* _WORK INSTRUCTION_
Please output every entry below exactly as written, leaving out any pictures.
^^^^
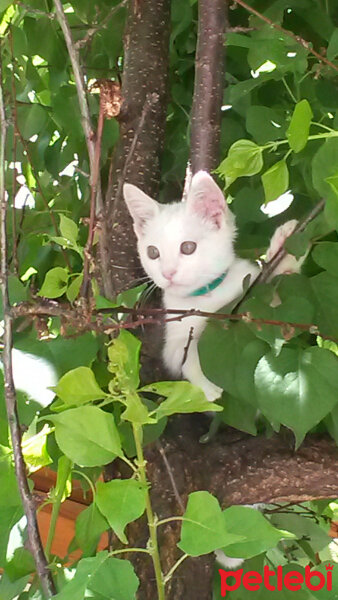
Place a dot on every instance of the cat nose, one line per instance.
(169, 274)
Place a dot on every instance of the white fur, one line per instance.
(204, 219)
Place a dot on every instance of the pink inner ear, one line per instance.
(208, 207)
(206, 198)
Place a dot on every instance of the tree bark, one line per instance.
(237, 469)
(144, 90)
(209, 85)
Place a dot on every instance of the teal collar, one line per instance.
(205, 289)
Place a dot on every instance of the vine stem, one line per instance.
(34, 539)
(170, 573)
(64, 470)
(155, 555)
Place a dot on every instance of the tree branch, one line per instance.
(10, 394)
(209, 83)
(268, 268)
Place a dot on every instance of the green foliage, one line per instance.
(279, 133)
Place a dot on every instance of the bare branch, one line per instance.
(296, 38)
(10, 394)
(209, 82)
(151, 99)
(79, 80)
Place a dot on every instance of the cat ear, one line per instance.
(141, 207)
(206, 199)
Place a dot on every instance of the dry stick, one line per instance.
(269, 267)
(149, 316)
(10, 394)
(206, 112)
(187, 346)
(93, 196)
(89, 136)
(296, 38)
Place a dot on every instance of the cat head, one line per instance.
(184, 245)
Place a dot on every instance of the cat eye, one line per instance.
(188, 247)
(153, 252)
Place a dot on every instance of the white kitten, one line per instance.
(187, 249)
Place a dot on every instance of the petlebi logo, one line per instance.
(290, 580)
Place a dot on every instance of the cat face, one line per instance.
(185, 245)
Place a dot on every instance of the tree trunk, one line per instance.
(209, 85)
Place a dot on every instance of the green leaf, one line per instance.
(324, 167)
(302, 527)
(106, 577)
(55, 283)
(275, 181)
(136, 411)
(325, 288)
(331, 208)
(298, 130)
(325, 254)
(288, 387)
(258, 532)
(182, 397)
(203, 527)
(87, 435)
(121, 501)
(17, 292)
(35, 451)
(79, 386)
(73, 289)
(123, 354)
(238, 413)
(20, 564)
(244, 159)
(31, 120)
(115, 580)
(69, 229)
(12, 589)
(263, 123)
(89, 526)
(220, 351)
(332, 49)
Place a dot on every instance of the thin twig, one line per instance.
(14, 182)
(98, 321)
(93, 196)
(10, 394)
(103, 24)
(187, 346)
(79, 80)
(297, 38)
(171, 476)
(268, 268)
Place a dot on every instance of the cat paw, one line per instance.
(279, 237)
(289, 264)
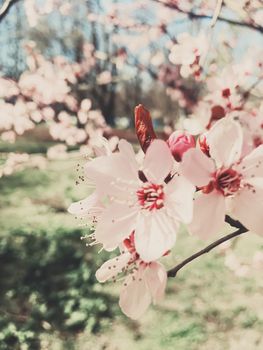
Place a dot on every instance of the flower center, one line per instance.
(151, 196)
(227, 181)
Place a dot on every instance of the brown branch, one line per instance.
(241, 229)
(193, 15)
(5, 8)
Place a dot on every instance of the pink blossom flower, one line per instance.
(179, 142)
(151, 200)
(228, 183)
(144, 282)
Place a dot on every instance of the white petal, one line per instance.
(85, 206)
(209, 215)
(116, 223)
(155, 234)
(112, 267)
(252, 164)
(158, 161)
(156, 279)
(197, 167)
(179, 194)
(135, 298)
(247, 207)
(225, 141)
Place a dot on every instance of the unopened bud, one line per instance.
(144, 127)
(204, 145)
(179, 142)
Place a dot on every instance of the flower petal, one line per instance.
(247, 207)
(116, 223)
(252, 164)
(158, 162)
(225, 141)
(179, 194)
(112, 267)
(197, 167)
(209, 215)
(154, 235)
(86, 206)
(135, 297)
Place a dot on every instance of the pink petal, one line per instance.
(209, 215)
(158, 161)
(179, 194)
(154, 235)
(197, 167)
(225, 141)
(156, 279)
(112, 267)
(135, 298)
(252, 164)
(247, 207)
(116, 223)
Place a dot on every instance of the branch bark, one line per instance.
(193, 15)
(234, 223)
(5, 8)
^^^^
* _ANSWER SPACE_
Place a dot on every instance of the cat nose, one line per instance.
(169, 274)
Place a dot on every instance of the white fur, one line per instance.
(204, 219)
Place a dot on every instance of the pink inner ear, one line per instance.
(208, 207)
(206, 198)
Place a dot on every instance of the tree bark, one line per instance.
(237, 469)
(144, 90)
(209, 85)
Place a dot on every instance of the teal collar, one line per instance.
(205, 289)
Place a dot on every instance of the vine stem, one line per instance.
(34, 539)
(170, 573)
(64, 470)
(155, 555)
Place a dot on every instance of the tree branch, one line per instance.
(10, 394)
(209, 83)
(268, 268)
Place a dot on every instance of the green foliage, one line per instance.
(279, 133)
Place a dot on every instance of the bare branch, one line per instance.
(296, 38)
(10, 394)
(209, 82)
(151, 99)
(79, 80)
Place a dot on every instance of the cat ear, one line per instance.
(141, 207)
(206, 199)
Place a dot on every instance of the dry stick, one line per instance.
(269, 267)
(149, 316)
(10, 394)
(206, 112)
(187, 346)
(93, 196)
(89, 136)
(296, 38)
Place a dot on every instance of the cat head, one line per instance.
(184, 245)
Place a dot on every instance of the cat eye, one line per instance.
(188, 247)
(153, 252)
Place a dot on every instance of the white kitten, one line per instance.
(187, 249)
Place a dot on every instance of the petlebi logo, one line per instance.
(290, 580)
Place a dot on every instance of the cat face, one line per instance.
(185, 245)
Place a dot on every instance of the tree trunk, one line per instance.
(209, 85)
Place a dot on every instance of the green leaf, one line per instance.
(324, 167)
(302, 527)
(106, 577)
(55, 283)
(275, 181)
(136, 411)
(325, 288)
(331, 208)
(298, 130)
(325, 254)
(288, 387)
(258, 532)
(182, 397)
(203, 527)
(87, 435)
(121, 501)
(17, 292)
(35, 451)
(79, 386)
(73, 289)
(123, 354)
(238, 413)
(20, 564)
(244, 159)
(31, 120)
(115, 580)
(69, 229)
(12, 589)
(263, 123)
(89, 526)
(220, 351)
(332, 49)
Place a dot on every instance of the thin twig, one line per instance.
(14, 182)
(98, 321)
(93, 196)
(10, 394)
(103, 24)
(187, 346)
(79, 80)
(297, 38)
(171, 476)
(268, 268)
Place a dot on every instance of the cat paw, one line per instance.
(279, 237)
(289, 264)
Place a dot on every instance of the flower center, one line per instance.
(151, 196)
(227, 181)
Place a dot on every instance of the brown branch, one line per instance.
(241, 229)
(193, 15)
(5, 8)
Place a dot on every instance of the pink blossom flower, one line per instance.
(179, 142)
(151, 200)
(228, 183)
(144, 282)
Place a dot on every instance of the white petal, one line per instance.
(85, 206)
(209, 215)
(116, 223)
(155, 234)
(112, 267)
(252, 164)
(158, 161)
(156, 279)
(197, 167)
(179, 194)
(135, 298)
(247, 207)
(225, 141)
Place a dot on every instance of the unopened bud, one line per instance.
(144, 127)
(204, 145)
(179, 142)
Place a dot on every instance of the flower petal, one line per instance.
(247, 207)
(116, 223)
(252, 164)
(158, 162)
(225, 141)
(179, 194)
(112, 267)
(197, 167)
(209, 215)
(154, 235)
(86, 206)
(135, 297)
Place a dot on every instance of the pink petal, one line per instance.
(209, 215)
(158, 161)
(179, 194)
(154, 235)
(197, 167)
(225, 141)
(156, 279)
(112, 267)
(135, 298)
(252, 164)
(247, 207)
(116, 223)
Place a dot on every instance of the branch bark, one line per instance.
(193, 15)
(234, 223)
(5, 8)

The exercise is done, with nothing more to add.